--- Your task ---
Please return every line of the records below that holds the word "leaf".

━━━━━ Data shown ━━━━━

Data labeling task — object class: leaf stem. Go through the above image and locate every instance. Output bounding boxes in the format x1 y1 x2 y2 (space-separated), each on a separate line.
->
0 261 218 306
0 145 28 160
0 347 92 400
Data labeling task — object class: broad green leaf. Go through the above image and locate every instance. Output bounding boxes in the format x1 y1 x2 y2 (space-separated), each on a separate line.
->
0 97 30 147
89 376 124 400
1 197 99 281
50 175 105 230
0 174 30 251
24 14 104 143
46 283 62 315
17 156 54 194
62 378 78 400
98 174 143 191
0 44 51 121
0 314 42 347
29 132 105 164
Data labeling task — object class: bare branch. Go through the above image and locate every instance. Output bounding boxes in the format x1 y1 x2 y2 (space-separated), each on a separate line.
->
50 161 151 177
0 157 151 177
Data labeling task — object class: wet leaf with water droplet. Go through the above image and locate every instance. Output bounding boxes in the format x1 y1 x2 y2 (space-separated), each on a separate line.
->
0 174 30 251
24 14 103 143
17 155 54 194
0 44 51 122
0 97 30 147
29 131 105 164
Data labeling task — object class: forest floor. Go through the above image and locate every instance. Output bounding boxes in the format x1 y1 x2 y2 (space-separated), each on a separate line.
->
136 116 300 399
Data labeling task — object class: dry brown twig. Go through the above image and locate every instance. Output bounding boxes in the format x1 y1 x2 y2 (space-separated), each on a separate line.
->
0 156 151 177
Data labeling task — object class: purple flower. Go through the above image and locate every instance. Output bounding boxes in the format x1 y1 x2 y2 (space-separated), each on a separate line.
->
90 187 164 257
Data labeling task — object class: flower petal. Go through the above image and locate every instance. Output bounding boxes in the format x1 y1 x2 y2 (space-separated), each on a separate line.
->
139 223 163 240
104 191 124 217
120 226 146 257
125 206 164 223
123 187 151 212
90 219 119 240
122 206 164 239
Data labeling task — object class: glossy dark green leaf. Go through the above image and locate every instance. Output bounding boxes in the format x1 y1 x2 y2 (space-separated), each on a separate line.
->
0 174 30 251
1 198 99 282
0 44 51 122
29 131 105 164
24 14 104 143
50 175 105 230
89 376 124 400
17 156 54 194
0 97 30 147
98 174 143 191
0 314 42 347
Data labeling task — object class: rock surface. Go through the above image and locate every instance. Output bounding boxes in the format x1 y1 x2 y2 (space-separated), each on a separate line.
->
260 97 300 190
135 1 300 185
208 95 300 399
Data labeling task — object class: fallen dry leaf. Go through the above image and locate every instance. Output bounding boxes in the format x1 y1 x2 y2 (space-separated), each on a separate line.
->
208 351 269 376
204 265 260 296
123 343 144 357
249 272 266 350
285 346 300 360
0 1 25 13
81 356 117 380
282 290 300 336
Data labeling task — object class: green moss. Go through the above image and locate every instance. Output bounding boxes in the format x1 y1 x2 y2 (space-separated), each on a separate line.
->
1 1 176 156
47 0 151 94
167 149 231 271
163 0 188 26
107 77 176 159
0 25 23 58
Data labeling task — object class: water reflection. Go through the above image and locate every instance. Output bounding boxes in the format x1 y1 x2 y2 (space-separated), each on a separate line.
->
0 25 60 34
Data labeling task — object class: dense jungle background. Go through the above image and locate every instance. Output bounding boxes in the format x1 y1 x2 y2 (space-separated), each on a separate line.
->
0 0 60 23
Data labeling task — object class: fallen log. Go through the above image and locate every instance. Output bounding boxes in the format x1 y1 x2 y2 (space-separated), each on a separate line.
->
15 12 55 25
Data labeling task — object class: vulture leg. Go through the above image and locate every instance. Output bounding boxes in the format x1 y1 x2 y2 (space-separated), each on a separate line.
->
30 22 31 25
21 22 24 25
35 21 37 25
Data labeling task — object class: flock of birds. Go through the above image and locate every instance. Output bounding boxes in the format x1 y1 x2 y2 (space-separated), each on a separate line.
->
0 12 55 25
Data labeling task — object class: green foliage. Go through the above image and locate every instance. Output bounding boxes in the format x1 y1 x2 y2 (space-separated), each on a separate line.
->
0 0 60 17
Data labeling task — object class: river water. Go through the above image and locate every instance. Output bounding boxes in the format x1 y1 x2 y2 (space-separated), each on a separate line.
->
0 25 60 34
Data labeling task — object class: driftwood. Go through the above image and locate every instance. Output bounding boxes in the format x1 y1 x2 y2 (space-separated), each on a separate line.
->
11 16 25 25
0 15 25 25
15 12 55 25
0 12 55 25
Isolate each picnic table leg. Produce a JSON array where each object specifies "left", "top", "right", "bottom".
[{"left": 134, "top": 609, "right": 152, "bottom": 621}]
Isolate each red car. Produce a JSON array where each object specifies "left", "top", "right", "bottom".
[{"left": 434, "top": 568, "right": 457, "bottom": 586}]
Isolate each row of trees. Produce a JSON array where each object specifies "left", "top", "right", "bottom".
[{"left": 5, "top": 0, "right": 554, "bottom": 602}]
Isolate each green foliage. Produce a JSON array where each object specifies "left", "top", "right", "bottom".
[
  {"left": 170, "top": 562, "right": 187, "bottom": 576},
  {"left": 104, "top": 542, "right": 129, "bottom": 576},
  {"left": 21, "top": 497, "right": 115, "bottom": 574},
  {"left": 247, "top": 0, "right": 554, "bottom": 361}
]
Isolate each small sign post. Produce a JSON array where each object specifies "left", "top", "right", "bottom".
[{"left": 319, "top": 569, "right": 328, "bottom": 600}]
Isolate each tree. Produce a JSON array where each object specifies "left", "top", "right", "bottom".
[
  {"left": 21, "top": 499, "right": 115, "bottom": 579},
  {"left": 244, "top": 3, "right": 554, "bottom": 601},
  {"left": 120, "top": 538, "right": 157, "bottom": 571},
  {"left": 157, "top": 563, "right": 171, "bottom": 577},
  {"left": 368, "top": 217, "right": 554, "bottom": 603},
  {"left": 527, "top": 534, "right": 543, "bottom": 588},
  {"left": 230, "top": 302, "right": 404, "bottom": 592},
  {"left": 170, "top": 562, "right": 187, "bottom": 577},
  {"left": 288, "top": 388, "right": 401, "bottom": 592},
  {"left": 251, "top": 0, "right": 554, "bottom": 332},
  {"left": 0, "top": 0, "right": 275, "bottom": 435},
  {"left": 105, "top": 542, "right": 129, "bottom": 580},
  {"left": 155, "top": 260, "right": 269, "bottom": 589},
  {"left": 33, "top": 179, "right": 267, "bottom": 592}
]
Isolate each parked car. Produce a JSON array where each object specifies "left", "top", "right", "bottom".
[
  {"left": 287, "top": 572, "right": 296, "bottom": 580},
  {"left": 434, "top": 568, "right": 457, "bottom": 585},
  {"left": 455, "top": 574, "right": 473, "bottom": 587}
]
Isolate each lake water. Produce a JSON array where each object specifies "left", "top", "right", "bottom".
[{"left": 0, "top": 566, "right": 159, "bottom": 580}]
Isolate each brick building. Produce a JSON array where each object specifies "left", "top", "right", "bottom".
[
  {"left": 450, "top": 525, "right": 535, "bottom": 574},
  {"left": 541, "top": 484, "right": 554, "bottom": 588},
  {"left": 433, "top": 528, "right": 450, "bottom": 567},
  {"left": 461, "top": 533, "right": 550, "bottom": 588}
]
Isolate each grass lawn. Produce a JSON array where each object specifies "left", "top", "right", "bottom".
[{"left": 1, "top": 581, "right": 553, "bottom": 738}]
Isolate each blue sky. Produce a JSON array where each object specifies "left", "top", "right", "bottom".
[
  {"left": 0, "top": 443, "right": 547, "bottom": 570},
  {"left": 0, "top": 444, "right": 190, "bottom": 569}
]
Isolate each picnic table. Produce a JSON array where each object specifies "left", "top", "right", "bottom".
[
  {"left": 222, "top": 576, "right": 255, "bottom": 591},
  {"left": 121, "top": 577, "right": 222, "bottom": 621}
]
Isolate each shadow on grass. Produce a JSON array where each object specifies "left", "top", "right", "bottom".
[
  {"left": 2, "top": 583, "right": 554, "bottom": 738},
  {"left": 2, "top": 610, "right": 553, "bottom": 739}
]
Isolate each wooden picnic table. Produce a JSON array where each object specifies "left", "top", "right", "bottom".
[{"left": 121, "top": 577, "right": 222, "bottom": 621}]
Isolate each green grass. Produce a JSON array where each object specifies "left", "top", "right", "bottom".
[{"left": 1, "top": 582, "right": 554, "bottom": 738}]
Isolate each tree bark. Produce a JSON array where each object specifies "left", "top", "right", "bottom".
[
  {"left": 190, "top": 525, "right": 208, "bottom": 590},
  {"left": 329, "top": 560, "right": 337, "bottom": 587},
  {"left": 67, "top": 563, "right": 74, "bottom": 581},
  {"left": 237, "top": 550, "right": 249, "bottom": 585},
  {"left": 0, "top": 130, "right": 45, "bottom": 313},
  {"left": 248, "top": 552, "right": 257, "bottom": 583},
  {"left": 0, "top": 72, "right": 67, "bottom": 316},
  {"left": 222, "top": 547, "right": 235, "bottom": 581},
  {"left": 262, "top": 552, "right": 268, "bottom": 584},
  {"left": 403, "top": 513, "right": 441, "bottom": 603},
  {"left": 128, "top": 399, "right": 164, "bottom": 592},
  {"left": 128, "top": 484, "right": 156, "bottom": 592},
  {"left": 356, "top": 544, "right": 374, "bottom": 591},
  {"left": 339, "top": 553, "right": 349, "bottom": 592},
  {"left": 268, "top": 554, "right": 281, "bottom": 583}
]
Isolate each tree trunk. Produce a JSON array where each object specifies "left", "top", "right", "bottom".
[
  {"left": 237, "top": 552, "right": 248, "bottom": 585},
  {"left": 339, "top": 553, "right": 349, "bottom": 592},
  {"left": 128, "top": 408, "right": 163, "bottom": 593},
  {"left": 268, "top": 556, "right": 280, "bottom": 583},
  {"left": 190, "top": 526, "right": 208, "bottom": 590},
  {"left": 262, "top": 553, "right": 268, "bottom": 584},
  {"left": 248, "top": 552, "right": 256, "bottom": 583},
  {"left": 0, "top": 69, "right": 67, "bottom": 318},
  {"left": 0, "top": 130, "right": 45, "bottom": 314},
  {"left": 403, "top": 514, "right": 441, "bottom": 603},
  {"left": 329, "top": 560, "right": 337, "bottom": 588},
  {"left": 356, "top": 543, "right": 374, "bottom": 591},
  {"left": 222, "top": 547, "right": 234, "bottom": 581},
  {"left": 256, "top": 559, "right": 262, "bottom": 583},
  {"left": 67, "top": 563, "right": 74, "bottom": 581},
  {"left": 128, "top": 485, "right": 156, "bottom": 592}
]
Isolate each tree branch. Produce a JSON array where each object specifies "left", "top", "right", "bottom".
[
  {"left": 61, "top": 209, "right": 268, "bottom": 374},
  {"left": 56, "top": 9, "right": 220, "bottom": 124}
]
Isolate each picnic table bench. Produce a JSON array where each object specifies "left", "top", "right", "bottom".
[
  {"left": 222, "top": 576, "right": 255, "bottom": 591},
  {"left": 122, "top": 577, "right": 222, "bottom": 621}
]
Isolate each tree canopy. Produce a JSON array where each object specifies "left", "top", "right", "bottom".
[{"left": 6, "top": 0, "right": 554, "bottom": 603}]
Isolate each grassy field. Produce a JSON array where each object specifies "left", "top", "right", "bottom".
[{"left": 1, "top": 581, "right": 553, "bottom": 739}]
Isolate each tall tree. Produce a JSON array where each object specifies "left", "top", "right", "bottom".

━━━━━

--- Completed exercise ---
Data labeling task — object class: leaf stem. Go through the above image and locate every instance. Output bounding boxes in the format x1 y1 x2 y2 (space-separated), each on a separate line.
Data labeling task — object class: broad green leaf. Go through the above image and locate every instance. Output bounding boxes in the format x1 y1 x2 y2 (space-separated), each on a separate line.
Data labeling task — object class: wet leaf with water droplet. Go through the above image and locate every instance. Output bounding boxes in the format x1 y1 x2 y2 (space-separated), each on a separate line.
Data labeling task — object class: glossy dark green leaf. Go through the above image and locate every instance. Output bounding boxes in the format x1 y1 x2 y2 (space-separated), each on a separate line.
Data labeling task — object class: fallen dry leaf. Go through the above image and locate every instance. Output bounding boxes in the format x1 y1 x2 y2 (space-separated), each on a separate line.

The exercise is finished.